Records to use.

|---|

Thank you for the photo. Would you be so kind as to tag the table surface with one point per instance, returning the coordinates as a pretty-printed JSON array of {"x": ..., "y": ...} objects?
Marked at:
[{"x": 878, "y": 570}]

|---|

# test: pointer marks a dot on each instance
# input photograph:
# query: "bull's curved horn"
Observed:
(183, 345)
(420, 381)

|---|

Instructions for the task. Pull out every line in the rows above that contains the string "instance". Case matters.

Written answer.
Thank you for the photo. Would you be so kind as to tag the table surface with one point per instance, returning the coordinates as a pretty-printed JSON array of {"x": ..., "y": ...} objects?
# test: pointer marks a dot on each instance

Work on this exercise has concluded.